◆ WHAT IS REQUIRED ◆
Copy every line of the entries below, keeping each character the same.

## Start WORKING DATA

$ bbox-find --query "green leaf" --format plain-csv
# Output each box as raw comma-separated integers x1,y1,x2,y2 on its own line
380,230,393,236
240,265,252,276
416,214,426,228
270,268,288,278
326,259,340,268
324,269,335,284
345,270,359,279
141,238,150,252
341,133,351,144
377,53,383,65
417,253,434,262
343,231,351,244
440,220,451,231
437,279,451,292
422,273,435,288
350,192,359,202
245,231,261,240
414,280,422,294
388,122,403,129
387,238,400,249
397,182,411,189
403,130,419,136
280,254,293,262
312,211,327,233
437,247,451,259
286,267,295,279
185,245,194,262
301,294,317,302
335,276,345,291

## End WORKING DATA

◆ COMPLETED EXERCISE ◆
$ bbox-find --query "green leaf" --format plain-csv
# Output each box as raw comma-separated integers x1,y1,x2,y2 on its own line
380,230,393,236
240,265,252,276
416,214,426,228
270,268,288,278
326,259,340,268
324,269,335,284
345,270,359,279
141,238,150,252
341,133,351,144
377,53,383,65
417,253,434,262
343,231,351,244
440,220,451,231
437,279,451,292
422,273,435,288
350,192,359,202
245,231,261,240
414,280,422,294
388,122,403,129
387,238,400,249
397,182,411,189
403,130,419,136
280,254,293,262
312,211,327,233
437,247,451,259
286,267,295,279
185,245,194,262
301,294,317,302
335,276,345,291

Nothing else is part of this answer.